**ИСХОДНЫЙ ТЕКСТ**
----

Время соборов — страница 59 из 91

Не следует, однако, считать, что торговля оказала особо сильное влияние на художественное творчество. С одной стороны, она подтолкнула развитие технических приемов и стилей, умножила противоречия, ускорила процессы художественного слияния — если бы в Италию не ввозили парижские статуэтки из слоновой кости, итальянские мастера не смогли бы так близко познакомиться с готическими формами. С другой стороны, и на это стоит обратить особое внимание, торговля освобождала художника. Она изменила отношения между заказчиком и исполнителем, передав инициативу последнему. Следует, однако, признать, что это свободное искусство расцвело на низших ступенях художественного творчества. Мелкими покупателями художественных произведений были, как правило, незадачливые любители, которым не улыбнулась фортуна. То, что они могли найти в упомянутых лавках, было лишь разменной монетой высокого искусства. В этих серийных изделиях полностью отсутствовала игра воображения. Они были лишь копиями, выполненными на скорую руку, пересказом образца на грубый язык. Желая привлечь более широкий круг покупателей, торговцы прежде всего стремились снизить стоимость производства, ускоряя рабочий цикл и используя материал низшего качества, шла ли при этом речь о выпуске душеспасительных картинок по самой низкой цене или о принятом в XIV веке решении печатать их на бумаге, используя гравюру на дереве. Однако для того, чтобы завладеть вниманием и удержать многочисленную клиентуру, торговцы также стали упрощать темы произведений, делая их более доступными пониманию, обращаться не к разуму, а к чувствам, увеличивать место, отведенное в повествовании изображению. Упрощение — такова была специфическая роль, которую играла в ту эпоху торговля по отношению к искусству. Двигатель истинных творческих процессов был иным. Речь здесь идет о меценатстве.

----

**ЗАДАНИЕ**
Перескажите покороче абзац из текста о торговле и искусстве, который начинается словами «Не следует, однако, считать», и сохраните главные факты.

----

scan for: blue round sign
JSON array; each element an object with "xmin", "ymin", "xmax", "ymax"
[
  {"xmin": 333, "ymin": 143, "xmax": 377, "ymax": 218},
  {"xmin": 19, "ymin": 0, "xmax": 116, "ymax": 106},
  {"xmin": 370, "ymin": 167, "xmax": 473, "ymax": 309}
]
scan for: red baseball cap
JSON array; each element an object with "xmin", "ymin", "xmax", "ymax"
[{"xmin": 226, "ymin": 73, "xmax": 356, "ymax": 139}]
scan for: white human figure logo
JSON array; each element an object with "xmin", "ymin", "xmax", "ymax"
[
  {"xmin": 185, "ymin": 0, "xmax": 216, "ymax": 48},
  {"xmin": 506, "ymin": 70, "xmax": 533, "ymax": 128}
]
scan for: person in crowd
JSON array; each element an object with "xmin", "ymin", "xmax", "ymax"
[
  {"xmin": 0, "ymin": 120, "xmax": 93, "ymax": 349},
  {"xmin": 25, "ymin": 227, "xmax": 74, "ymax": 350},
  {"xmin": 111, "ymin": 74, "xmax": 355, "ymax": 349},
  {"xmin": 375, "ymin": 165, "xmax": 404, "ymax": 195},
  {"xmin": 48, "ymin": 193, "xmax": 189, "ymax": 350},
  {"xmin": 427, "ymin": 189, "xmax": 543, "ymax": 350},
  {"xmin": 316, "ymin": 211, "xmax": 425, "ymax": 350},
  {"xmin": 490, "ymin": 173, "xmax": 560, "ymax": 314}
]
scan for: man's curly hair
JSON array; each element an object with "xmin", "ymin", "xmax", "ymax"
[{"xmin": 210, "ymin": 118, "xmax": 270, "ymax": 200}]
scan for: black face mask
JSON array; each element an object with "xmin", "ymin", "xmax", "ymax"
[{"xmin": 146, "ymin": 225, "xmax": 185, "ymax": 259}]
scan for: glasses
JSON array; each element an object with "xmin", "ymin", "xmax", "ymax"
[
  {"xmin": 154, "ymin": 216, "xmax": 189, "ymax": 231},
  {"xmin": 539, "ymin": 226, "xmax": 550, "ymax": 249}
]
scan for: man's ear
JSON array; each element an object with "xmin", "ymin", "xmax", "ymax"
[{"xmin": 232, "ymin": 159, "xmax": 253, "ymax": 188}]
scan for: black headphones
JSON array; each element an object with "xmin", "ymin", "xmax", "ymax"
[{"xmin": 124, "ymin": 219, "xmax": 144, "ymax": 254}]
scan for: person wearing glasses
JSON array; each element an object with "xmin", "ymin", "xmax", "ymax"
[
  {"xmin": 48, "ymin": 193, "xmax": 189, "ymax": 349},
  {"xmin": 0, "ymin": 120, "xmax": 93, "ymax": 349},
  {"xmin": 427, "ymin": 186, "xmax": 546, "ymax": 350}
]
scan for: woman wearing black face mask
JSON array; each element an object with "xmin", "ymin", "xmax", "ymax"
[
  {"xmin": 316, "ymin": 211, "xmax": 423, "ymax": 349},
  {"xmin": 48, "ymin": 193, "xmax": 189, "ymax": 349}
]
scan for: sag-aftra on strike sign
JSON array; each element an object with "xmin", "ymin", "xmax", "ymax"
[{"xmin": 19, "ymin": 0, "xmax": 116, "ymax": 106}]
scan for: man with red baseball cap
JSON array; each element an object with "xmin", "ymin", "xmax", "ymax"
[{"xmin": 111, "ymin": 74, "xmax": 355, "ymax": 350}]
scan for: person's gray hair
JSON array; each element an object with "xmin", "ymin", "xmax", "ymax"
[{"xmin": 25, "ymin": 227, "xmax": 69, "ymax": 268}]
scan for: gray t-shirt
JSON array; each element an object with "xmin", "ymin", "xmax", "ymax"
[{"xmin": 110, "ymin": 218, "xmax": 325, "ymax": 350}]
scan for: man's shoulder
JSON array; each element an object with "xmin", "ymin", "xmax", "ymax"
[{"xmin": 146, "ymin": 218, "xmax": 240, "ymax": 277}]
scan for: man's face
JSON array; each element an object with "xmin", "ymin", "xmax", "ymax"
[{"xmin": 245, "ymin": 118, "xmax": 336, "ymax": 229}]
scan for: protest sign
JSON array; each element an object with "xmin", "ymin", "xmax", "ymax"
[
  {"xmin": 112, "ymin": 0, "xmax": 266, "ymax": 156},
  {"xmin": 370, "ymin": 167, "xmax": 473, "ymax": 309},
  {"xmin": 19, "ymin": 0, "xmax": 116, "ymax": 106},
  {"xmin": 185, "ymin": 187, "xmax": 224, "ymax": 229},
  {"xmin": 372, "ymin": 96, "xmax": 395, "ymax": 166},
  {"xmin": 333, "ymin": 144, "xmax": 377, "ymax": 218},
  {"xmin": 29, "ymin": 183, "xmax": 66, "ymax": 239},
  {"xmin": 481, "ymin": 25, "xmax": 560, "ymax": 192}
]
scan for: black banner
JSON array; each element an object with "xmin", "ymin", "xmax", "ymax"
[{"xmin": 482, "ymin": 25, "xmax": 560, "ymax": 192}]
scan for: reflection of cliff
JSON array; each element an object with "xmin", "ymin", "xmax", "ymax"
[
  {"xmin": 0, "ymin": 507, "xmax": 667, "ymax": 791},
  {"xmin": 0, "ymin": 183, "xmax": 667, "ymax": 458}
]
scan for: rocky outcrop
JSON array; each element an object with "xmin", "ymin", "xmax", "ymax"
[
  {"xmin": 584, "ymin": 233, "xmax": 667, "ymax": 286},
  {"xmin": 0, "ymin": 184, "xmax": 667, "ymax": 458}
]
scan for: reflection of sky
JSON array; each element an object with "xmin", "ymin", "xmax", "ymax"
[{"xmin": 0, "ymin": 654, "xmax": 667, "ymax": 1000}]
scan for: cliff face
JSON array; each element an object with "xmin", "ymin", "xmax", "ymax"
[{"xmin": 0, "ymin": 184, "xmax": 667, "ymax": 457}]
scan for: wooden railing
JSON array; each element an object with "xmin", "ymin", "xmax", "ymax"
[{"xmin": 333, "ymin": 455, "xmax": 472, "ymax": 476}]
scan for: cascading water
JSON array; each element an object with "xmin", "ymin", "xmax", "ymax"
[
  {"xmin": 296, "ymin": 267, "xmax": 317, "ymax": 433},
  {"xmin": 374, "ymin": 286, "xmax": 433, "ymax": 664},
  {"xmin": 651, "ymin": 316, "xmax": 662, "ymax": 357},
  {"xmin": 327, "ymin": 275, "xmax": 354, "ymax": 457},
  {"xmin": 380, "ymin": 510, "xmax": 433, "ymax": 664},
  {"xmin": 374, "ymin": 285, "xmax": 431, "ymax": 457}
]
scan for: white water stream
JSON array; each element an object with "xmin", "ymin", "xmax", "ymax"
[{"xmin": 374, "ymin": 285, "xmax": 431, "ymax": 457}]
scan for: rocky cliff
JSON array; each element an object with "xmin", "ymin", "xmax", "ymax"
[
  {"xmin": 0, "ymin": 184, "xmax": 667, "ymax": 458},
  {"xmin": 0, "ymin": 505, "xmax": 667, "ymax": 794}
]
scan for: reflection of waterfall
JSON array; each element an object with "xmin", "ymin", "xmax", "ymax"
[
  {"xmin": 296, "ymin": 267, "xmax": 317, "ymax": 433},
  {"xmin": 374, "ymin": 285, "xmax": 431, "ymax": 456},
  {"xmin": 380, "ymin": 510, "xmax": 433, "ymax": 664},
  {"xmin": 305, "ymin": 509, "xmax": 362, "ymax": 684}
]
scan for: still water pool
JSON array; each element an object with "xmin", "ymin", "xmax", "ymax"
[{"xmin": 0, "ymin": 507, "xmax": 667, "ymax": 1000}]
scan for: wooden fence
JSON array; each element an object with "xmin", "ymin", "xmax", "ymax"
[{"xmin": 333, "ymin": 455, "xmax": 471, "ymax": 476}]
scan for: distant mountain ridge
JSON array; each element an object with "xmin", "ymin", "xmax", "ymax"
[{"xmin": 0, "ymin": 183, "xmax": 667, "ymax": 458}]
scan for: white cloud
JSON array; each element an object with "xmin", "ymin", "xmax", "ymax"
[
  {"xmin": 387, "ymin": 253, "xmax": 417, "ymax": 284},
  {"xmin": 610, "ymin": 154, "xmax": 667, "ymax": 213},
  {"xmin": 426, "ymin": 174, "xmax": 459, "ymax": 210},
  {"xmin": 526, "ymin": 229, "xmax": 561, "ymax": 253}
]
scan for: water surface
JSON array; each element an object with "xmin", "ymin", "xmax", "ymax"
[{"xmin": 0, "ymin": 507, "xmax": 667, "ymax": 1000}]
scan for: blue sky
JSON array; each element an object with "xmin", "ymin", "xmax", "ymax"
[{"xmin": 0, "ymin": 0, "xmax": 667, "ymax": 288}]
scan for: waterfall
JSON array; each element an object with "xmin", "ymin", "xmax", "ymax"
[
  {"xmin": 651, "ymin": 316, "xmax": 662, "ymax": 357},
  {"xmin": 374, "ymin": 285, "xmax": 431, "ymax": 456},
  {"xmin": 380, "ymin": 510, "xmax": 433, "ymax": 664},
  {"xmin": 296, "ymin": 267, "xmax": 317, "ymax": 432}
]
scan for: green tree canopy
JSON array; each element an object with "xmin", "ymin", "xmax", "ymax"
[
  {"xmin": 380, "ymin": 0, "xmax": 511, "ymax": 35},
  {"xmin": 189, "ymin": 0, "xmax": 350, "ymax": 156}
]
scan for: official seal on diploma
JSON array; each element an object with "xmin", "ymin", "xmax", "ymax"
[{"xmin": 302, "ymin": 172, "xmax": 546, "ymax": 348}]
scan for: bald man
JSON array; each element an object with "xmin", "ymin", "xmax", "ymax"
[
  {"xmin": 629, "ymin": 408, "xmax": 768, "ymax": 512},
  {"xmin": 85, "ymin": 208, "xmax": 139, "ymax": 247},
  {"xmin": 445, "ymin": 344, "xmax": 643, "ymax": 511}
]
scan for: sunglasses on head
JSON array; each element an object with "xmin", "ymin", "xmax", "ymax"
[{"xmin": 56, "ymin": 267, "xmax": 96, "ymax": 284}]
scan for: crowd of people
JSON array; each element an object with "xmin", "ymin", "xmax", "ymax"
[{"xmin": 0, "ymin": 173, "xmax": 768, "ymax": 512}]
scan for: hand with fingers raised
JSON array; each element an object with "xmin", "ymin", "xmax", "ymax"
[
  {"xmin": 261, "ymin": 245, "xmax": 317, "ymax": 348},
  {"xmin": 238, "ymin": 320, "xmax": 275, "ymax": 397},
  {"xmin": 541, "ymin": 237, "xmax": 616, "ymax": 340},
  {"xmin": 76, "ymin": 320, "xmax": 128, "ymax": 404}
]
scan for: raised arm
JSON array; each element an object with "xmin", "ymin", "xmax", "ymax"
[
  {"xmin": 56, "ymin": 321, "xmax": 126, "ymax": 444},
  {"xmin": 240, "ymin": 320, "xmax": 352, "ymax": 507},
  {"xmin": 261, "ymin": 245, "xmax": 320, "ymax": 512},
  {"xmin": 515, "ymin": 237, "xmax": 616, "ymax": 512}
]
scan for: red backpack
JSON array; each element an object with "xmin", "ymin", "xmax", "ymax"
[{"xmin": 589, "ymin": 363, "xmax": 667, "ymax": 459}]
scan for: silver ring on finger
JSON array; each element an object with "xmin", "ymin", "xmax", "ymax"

----

**ОТВЕТ**
Торговля не очень сильно повлияла на художественное творчество. С одной стороны, она двигала вперед технические приемы и стили и ускоряла слияние художественных традиций. Так, итальянские мастера близко узнали готические формы благодаря ввезенным в Италию парижским статуэткам из слоновой кости. С другой стороны, торговля освобождала художника: инициатива перешла от заказчика к исполнителю. Но такое свободное искусство расцвело лишь на низших ступенях творчества. Мелкие покупатели получали серийные, наскоро сделанные копии без игры воображения. Чтобы привлечь больше покупателей, торговцы удешевляли производство: ускоряли работу, брали материал похуже, а в XIV веке стали печатать картинки на бумаге с помощью гравюры на дереве. Кроме того, они упрощали темы, обращались к чувствам, а не к разуму, и отводили больше места изображению. Роль торговли сводилась к упрощению, а настоящим двигателем творчества было меценатство.